Update the material starting at the line that contains "point: stair handrail, one" and ending at its last line, replacing "wall niche" with "wall recess" and changing nothing else. Write out only those lines.

ROWS

++++++++++

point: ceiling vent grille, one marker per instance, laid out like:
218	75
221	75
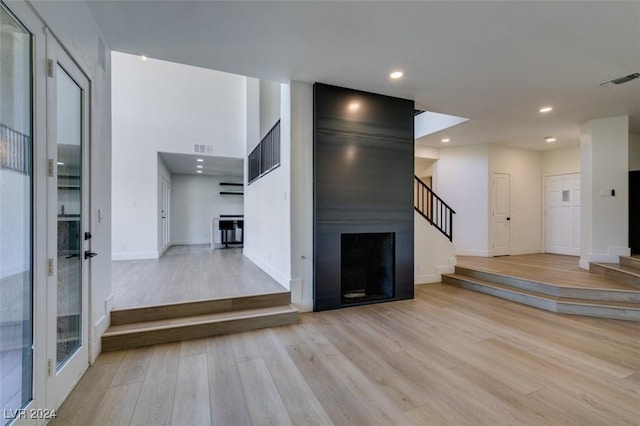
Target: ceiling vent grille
621	80
202	149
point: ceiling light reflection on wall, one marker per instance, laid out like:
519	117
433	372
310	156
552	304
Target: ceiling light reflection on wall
353	106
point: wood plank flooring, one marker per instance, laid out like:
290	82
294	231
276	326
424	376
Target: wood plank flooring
559	270
448	357
187	273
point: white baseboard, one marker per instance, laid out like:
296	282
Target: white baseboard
276	275
479	253
134	256
535	250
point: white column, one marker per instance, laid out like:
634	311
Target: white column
604	155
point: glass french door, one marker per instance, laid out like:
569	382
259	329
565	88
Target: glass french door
16	223
67	287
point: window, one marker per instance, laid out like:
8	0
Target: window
266	156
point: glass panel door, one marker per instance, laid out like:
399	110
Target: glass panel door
67	287
16	272
69	209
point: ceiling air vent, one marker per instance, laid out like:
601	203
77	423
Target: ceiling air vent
621	80
202	149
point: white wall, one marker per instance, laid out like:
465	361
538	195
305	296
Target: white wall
525	170
267	200
194	201
167	107
462	179
269	106
604	150
434	253
561	161
634	152
302	195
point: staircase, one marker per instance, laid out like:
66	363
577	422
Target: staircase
595	302
193	320
627	271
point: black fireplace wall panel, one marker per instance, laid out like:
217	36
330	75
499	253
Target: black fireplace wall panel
363	183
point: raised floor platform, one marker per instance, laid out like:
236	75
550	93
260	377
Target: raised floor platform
550	282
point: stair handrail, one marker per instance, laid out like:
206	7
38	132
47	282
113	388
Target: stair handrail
436	211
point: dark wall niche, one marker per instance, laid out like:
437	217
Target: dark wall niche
363	197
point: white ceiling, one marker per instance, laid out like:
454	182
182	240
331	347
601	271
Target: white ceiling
186	164
495	63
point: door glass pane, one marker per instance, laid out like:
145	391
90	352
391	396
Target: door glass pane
69	143
16	340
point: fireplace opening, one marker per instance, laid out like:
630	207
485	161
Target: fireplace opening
367	267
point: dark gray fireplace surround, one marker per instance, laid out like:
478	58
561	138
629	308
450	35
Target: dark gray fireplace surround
363	197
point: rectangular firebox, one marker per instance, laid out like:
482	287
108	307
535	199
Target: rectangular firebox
367	267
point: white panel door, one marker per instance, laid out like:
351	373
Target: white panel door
562	214
500	213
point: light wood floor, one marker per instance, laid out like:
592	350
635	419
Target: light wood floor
448	357
554	269
186	273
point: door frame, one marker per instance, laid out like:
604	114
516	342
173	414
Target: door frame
507	250
60	382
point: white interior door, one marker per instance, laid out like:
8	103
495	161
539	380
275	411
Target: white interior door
68	249
165	192
562	218
500	213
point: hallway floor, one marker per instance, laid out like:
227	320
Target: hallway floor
187	273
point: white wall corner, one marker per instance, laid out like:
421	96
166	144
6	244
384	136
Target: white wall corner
280	278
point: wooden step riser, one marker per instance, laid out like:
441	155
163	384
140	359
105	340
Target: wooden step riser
188	332
615	275
632	262
550	290
201	307
552	306
509	281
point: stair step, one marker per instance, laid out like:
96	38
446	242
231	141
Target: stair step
631	261
575	306
617	272
199	307
612	295
146	333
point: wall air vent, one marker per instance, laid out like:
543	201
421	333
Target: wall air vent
621	80
202	149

++++++++++

FINISHED ANSWER
point: stair handrail, one marker per instance, laid out like:
206	7
38	132
47	282
113	388
Target: stair handrail
436	211
point: dark wall recess, one marker per instance, laid out like:
437	217
Target: dark wall recess
363	197
point: white ceiling, one marker per instance, laid out like:
454	182
182	240
331	347
601	271
Target: white ceiling
186	164
495	63
point: door glass pane, one marker per instance, laid out like:
145	391
90	352
391	396
Target: door glass pane
69	143
16	340
point: fireplace opening, one marker per instance, laid out like:
630	207
485	161
Target: fireplace opening
367	267
point: dark gray fireplace surround, one marker per instance, laid out like:
478	58
561	138
629	308
450	35
Target: dark gray fireplace surround
363	197
point: rectangular firebox, one marker per instance, laid out like:
482	287
108	307
535	199
Target: rectangular firebox
367	267
point: white panel door, one marker per instance, laid out like:
351	373
Target: white panel door
562	214
500	213
point: light wood floor, one marker per instance, laid out like:
592	350
635	419
Target: light wood floor
448	357
554	269
186	273
point: door frame, one marker per instance, laid out like:
604	114
516	342
173	414
Target: door frame
507	250
60	382
point: white interior door, one marker per instance, laid out like:
8	103
495	161
539	380
275	411
Target: white interior door
68	249
165	192
562	218
500	213
point: hallway floor, one marker per instance, laid out like:
227	320
Target: hallway floor
187	273
point: white wall corner, one marker per instance, laid out like:
421	96
166	144
6	244
384	136
Target: white wall corner
280	278
point: wooden step riser, one marker per instance, laid out like:
441	155
163	384
140	359
105	340
Target: wooden step riser
188	332
615	275
632	262
550	290
201	307
552	306
509	281
point: stair step, one marker per instance, laid out like:
96	38
446	242
231	141
Target: stair step
631	261
575	306
617	272
199	307
612	295
146	333
point: wall air vent, one marker per instance, laid out like:
543	201
421	333
Target: wall air vent
621	80
202	149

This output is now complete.